====== Task data ======
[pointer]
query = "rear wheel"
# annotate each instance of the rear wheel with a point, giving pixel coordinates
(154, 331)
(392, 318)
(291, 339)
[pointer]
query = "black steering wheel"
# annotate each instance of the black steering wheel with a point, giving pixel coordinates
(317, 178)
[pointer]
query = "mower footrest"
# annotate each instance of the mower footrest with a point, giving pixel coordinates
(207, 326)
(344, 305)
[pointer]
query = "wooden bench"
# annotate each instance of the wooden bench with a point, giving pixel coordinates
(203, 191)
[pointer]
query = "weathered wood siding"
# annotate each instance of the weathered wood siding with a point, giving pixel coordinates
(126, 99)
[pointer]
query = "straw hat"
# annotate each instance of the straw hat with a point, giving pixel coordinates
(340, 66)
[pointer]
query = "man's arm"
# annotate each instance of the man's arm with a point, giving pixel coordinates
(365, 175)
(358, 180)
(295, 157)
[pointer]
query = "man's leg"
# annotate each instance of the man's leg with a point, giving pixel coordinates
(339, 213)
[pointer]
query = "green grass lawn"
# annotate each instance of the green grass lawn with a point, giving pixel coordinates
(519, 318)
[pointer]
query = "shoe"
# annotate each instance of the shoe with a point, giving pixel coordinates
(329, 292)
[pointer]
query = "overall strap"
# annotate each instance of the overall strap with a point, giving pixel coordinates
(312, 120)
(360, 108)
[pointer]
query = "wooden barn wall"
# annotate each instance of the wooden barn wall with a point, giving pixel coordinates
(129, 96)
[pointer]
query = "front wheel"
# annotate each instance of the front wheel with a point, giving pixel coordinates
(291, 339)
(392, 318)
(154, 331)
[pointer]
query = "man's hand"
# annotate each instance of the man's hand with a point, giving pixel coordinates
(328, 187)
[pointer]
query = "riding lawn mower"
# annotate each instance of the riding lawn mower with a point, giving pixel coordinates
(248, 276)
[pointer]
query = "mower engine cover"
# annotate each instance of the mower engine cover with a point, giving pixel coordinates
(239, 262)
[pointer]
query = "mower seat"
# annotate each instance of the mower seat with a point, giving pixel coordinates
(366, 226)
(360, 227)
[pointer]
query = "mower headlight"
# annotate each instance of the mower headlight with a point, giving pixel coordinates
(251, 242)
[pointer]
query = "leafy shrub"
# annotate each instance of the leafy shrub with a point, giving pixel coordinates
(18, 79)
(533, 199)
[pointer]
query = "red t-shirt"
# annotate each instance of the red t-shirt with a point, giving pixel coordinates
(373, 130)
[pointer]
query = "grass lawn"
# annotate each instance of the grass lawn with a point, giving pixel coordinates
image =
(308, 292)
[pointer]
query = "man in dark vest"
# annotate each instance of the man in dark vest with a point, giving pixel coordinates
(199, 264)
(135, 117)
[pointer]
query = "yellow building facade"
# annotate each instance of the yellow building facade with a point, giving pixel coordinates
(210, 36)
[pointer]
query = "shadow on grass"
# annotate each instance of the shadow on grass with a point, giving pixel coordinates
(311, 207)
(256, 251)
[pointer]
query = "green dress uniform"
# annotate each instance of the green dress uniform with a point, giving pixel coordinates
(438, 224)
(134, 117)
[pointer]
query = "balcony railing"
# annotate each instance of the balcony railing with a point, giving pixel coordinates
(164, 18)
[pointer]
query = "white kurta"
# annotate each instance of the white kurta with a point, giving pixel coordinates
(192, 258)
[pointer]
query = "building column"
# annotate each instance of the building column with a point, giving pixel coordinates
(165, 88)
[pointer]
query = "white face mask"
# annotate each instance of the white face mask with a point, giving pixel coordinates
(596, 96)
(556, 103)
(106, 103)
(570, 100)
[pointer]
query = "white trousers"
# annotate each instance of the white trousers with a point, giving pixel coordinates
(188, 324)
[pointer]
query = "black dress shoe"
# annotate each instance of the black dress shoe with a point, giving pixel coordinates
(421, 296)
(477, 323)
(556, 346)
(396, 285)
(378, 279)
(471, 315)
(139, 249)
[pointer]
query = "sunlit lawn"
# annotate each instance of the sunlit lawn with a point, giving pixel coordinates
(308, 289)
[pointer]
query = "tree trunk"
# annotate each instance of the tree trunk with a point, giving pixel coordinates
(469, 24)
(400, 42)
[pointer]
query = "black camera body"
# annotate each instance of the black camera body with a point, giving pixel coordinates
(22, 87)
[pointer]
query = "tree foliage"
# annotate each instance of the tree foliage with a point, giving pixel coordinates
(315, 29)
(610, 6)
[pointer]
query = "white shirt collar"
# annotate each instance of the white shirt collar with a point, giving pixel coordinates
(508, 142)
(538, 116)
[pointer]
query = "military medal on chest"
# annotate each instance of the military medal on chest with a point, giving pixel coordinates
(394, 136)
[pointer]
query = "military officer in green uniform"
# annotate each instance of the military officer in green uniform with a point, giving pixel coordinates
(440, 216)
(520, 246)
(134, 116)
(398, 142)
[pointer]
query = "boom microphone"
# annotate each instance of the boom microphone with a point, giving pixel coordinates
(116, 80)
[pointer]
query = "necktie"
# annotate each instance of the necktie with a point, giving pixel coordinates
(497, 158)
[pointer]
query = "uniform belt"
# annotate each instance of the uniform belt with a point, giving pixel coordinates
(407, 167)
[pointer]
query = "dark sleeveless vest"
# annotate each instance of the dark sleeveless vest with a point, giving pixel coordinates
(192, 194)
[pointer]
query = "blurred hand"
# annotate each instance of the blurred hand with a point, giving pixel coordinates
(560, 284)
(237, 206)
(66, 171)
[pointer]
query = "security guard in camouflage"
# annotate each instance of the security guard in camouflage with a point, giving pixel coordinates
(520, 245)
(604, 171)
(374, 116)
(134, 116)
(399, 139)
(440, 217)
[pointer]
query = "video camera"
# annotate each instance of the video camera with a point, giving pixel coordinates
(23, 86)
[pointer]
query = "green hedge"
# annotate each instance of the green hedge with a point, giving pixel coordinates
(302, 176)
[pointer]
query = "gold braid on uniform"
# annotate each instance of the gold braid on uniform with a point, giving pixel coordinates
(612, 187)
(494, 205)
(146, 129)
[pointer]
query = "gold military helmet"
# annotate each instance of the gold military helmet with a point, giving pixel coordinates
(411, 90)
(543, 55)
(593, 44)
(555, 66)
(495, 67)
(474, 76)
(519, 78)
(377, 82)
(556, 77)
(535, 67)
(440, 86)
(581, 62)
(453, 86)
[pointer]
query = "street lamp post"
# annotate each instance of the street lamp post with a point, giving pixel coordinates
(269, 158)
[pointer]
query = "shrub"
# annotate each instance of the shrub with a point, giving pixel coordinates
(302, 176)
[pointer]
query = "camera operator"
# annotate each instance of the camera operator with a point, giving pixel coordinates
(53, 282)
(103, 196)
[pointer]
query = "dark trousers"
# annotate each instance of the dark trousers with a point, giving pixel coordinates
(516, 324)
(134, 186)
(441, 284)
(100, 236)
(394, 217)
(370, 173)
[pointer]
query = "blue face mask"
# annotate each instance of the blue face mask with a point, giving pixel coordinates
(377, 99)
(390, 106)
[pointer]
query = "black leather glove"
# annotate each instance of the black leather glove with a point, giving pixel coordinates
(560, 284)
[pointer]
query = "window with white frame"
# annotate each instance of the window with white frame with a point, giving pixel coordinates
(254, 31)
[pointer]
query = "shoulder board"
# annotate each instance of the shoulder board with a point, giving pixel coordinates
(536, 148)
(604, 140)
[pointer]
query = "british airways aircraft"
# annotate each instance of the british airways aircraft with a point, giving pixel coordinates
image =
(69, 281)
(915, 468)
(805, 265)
======
* **Your objective**
Show each line of the records above that contains the word "window". Case counts.

* **Exercise answer**
query = "window with white frame"
# annotate each instance of the window with white frame with a point, giving pixel coordinates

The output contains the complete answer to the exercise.